**Task requirements**:
Reproduce the records word for word, starting at the first line and ending with the line that contains "478), (449, 472)]]".

**Entries shown**:
★ ★ ★ ★ ★ ★ ★

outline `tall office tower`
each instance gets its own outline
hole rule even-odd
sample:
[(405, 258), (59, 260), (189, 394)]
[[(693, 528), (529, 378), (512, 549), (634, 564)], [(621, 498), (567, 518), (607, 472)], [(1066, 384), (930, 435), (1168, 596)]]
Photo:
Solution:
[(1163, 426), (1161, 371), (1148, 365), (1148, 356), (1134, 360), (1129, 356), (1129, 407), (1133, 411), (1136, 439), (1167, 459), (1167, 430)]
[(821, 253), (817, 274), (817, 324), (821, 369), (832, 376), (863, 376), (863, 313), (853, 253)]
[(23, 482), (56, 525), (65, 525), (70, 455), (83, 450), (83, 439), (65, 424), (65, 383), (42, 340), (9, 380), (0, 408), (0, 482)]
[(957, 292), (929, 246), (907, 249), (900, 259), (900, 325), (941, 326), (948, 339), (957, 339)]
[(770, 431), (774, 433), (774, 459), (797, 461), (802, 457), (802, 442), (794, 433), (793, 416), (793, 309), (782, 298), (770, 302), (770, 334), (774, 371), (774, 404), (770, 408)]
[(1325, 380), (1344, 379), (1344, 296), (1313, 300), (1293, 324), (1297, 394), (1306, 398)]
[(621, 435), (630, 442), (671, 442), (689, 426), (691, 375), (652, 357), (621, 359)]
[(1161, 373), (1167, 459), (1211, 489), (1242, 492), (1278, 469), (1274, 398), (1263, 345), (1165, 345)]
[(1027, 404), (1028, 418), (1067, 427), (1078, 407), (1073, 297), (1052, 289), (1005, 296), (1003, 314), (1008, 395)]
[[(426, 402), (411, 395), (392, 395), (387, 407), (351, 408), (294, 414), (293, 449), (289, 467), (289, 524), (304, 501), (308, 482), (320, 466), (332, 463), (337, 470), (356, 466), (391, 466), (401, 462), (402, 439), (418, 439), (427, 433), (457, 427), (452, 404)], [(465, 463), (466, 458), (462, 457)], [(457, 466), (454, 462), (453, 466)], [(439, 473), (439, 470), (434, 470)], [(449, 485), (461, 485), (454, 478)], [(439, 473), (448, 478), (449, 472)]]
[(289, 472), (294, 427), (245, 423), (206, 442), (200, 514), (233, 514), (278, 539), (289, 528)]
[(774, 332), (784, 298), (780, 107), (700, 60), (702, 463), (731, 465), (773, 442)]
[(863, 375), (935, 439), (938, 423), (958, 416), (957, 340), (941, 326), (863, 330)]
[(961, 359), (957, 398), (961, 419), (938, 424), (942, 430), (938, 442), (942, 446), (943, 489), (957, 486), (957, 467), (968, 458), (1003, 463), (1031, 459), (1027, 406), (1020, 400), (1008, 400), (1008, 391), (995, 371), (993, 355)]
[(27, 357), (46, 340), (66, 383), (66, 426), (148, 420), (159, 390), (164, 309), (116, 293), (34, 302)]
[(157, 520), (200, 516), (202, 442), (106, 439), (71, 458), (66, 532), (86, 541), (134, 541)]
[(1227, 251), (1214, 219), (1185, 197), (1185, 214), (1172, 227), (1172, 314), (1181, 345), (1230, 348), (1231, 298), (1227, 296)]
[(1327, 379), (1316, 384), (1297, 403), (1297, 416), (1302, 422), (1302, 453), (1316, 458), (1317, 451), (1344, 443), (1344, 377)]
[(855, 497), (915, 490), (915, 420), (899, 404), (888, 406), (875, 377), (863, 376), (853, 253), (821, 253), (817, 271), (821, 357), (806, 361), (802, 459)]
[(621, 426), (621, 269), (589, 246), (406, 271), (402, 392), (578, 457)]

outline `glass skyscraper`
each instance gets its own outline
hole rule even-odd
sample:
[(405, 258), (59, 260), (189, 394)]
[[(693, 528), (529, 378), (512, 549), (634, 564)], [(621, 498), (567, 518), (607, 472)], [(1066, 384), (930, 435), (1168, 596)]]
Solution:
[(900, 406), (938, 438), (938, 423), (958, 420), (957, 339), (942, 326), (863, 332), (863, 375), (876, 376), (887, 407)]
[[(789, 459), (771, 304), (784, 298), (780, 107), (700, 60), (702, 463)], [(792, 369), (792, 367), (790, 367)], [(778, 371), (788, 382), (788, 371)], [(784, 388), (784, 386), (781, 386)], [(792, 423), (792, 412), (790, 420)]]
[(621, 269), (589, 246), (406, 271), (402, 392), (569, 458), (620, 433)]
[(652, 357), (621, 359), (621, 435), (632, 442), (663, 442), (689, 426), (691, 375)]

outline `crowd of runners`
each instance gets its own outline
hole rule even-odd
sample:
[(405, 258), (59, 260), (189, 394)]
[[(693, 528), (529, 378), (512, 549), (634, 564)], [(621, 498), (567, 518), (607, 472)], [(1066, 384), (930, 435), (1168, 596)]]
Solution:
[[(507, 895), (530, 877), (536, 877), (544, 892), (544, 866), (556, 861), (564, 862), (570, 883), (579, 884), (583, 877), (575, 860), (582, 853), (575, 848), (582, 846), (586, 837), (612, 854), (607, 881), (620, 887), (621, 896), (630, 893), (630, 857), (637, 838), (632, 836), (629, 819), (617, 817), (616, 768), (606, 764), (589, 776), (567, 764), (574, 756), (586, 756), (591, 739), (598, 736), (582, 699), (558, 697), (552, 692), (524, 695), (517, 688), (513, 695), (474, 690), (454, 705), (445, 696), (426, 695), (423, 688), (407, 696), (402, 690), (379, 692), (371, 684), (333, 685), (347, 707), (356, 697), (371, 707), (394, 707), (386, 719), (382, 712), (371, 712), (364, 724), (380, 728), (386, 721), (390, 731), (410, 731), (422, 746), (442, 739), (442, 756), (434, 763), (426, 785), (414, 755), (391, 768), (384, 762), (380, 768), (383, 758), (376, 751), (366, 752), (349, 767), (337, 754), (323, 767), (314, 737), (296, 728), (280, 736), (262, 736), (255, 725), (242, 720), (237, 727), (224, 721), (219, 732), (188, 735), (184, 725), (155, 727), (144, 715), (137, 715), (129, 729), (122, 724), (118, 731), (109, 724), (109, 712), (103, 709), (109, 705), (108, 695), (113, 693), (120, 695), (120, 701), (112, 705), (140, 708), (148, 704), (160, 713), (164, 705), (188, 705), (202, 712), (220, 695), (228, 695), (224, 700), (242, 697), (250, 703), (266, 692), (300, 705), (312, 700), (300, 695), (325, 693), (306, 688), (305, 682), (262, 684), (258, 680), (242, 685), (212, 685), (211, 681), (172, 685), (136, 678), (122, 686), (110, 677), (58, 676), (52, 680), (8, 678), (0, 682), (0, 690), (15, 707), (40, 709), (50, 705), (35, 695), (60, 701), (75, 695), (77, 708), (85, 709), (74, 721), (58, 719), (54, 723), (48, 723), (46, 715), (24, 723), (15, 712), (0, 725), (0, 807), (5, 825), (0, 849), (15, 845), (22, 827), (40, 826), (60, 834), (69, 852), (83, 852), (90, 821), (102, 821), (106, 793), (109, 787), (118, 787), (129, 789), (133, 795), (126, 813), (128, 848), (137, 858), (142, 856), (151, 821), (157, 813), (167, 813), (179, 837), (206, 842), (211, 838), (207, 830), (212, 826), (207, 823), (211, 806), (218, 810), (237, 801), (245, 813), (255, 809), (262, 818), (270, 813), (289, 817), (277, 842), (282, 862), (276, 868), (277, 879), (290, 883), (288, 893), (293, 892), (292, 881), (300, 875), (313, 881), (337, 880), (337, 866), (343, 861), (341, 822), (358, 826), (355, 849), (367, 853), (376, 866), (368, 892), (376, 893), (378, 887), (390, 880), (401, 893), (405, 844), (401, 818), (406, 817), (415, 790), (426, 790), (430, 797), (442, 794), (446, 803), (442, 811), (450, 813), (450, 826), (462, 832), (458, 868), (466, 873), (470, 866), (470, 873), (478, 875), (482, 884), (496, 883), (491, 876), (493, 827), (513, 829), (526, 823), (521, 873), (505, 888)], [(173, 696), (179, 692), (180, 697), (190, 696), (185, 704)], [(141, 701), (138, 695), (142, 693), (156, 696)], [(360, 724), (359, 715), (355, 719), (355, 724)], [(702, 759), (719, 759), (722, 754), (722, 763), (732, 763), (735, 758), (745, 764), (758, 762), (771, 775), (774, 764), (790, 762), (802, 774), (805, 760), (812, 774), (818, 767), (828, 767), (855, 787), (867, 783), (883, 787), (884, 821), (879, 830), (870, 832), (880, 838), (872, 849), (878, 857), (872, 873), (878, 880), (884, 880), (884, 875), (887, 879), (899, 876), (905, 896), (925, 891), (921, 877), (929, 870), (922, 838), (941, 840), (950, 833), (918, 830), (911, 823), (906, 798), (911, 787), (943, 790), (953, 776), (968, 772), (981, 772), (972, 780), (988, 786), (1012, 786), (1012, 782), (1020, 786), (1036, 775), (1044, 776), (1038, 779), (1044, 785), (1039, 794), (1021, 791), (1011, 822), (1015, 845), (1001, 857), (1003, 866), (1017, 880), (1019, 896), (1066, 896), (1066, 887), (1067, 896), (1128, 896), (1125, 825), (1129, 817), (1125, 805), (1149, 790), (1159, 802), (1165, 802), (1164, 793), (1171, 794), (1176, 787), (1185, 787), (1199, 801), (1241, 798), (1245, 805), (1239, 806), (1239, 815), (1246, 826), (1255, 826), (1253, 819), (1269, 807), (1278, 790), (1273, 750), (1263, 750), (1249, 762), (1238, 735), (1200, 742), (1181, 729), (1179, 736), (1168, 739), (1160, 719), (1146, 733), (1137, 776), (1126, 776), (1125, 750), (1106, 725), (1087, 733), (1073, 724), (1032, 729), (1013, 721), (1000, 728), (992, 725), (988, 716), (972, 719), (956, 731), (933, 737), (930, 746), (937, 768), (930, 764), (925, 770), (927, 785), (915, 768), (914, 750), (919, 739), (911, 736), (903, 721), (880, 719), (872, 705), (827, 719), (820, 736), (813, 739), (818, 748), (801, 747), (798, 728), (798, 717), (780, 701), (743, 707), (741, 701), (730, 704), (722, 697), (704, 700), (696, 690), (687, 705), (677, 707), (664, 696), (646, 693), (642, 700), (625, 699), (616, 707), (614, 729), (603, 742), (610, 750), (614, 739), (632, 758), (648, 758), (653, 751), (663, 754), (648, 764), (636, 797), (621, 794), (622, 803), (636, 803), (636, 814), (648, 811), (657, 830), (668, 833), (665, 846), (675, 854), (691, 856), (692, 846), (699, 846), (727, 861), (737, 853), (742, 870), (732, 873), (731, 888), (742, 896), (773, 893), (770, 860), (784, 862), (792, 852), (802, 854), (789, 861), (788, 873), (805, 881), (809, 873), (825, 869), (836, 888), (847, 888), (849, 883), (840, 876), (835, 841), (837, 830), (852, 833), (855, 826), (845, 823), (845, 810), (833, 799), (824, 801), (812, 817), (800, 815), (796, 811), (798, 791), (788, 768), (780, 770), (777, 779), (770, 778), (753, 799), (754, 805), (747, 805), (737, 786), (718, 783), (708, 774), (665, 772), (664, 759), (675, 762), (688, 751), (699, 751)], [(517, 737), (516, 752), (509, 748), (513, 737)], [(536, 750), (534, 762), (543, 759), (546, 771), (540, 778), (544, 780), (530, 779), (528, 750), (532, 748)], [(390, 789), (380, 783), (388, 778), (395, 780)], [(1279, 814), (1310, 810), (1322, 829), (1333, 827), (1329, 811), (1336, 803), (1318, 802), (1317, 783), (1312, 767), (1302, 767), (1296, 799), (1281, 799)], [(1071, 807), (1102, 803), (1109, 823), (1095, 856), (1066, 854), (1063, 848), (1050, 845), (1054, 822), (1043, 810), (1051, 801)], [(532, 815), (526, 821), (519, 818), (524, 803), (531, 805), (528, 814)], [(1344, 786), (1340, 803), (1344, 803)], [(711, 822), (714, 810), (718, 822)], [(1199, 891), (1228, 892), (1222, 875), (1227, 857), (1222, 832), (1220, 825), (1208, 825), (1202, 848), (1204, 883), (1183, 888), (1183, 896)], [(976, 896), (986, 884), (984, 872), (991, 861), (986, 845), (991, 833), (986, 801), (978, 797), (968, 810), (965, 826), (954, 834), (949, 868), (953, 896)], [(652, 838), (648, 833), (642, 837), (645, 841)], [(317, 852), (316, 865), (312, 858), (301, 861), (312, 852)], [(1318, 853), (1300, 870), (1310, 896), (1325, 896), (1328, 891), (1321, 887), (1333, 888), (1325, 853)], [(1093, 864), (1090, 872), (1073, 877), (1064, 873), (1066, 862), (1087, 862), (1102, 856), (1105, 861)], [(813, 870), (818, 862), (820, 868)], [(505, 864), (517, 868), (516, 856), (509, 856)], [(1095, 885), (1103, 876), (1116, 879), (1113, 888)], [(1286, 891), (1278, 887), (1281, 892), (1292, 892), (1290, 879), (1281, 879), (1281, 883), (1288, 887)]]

★ ★ ★ ★ ★ ★ ★

**Solution for this problem**:
outline `tall office tower`
each instance gets its own outline
hole rule even-odd
sample:
[(405, 258), (59, 260), (189, 394)]
[[(693, 528), (529, 378), (512, 549), (634, 564)], [(621, 498), (567, 518), (607, 472)], [(1066, 384), (930, 435), (1168, 596)]]
Photo:
Solution:
[(1163, 426), (1161, 371), (1148, 365), (1148, 356), (1134, 360), (1129, 356), (1129, 407), (1133, 411), (1136, 439), (1167, 459), (1167, 430)]
[(821, 253), (817, 274), (817, 324), (821, 369), (832, 376), (863, 376), (863, 313), (853, 253)]
[(23, 482), (56, 525), (65, 525), (70, 455), (83, 450), (83, 439), (65, 424), (65, 383), (42, 340), (9, 380), (0, 408), (0, 482)]
[(957, 292), (929, 246), (907, 249), (900, 259), (900, 325), (941, 326), (948, 339), (957, 339)]
[(770, 431), (774, 433), (774, 459), (797, 461), (802, 457), (802, 442), (794, 433), (793, 416), (793, 309), (782, 298), (770, 302), (770, 334), (774, 371), (774, 404), (770, 408)]
[(1325, 380), (1344, 379), (1344, 296), (1313, 300), (1293, 324), (1297, 394), (1306, 398)]
[(621, 435), (630, 442), (671, 442), (689, 426), (691, 375), (652, 357), (621, 359)]
[(1161, 373), (1167, 459), (1211, 489), (1242, 492), (1278, 469), (1274, 398), (1263, 345), (1165, 345)]
[(1027, 404), (1028, 418), (1067, 427), (1078, 407), (1073, 297), (1052, 289), (1005, 296), (1003, 314), (1008, 395)]
[[(426, 402), (411, 395), (392, 395), (387, 407), (351, 408), (294, 414), (293, 449), (289, 467), (289, 524), (304, 501), (308, 482), (320, 466), (332, 463), (337, 470), (356, 466), (391, 466), (401, 462), (402, 439), (418, 439), (427, 433), (457, 427), (452, 404)], [(465, 463), (466, 458), (462, 457)], [(457, 466), (454, 462), (453, 466)], [(439, 473), (439, 470), (434, 470)], [(449, 485), (461, 485), (454, 478)], [(439, 473), (448, 478), (449, 472)]]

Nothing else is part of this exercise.